What the task asks
The listing below contains a span that opens with the line containing "625, row 328." and closes with the line containing "93, row 307.". Return that span exactly.
-------------------------
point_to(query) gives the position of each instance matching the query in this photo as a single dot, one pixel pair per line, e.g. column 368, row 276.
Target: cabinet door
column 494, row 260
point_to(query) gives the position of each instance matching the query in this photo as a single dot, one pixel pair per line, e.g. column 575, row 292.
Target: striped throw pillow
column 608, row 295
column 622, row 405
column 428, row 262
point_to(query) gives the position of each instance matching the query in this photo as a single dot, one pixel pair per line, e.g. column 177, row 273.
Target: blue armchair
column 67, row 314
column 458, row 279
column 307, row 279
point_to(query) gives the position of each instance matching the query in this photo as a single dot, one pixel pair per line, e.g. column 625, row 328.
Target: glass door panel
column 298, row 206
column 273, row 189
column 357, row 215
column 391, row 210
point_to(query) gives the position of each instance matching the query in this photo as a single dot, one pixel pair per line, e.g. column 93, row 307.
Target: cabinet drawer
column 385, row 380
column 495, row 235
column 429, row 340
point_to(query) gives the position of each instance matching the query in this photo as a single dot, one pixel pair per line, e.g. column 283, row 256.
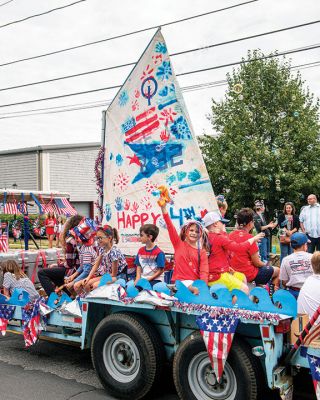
-------------------------
Exercise response
point_to(query) gives the position of each instance matching the query in this photo as a single dot, one pixel pair per line, e.g. column 625, row 328.
Target: glass door panel
column 298, row 206
column 273, row 189
column 357, row 215
column 391, row 210
point_to(query) gives the position of each instance matching the query in this photo as a single dot, one pixel pair per line, e.g. column 93, row 307.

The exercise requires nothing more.